» **Dane do zadania**:
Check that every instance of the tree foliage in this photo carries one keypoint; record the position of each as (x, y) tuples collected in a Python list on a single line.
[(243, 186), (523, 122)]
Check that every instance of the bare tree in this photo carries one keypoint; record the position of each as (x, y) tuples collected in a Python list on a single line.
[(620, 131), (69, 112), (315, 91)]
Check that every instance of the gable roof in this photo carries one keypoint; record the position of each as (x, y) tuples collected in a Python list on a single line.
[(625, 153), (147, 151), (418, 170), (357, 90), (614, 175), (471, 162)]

» **Polecenie pisemne**: Przeredaguj wszystkie rekordy, zastępując „keypoint” wyrazem „point”. Pozostałą treść zachowaj bez zmian.

» **Odpowiedź pisemna**:
Check that every instance of the tree foliage in this photo carries one point; record the position of each as (x, y) tuples collected in a Python list on a single line.
[(243, 186), (523, 122)]
Check that every instance of the bare tree in this photo carries one point; record the position of each as (x, y) tuples collected in a Python list on a single line.
[(620, 131), (69, 112), (315, 91)]
Check that every instance of the gable roof in this photo carries one point; record the position of each as (x, y) tuples collected in a Python list on a single line.
[(625, 153), (147, 151), (418, 170), (357, 90), (614, 175), (471, 162)]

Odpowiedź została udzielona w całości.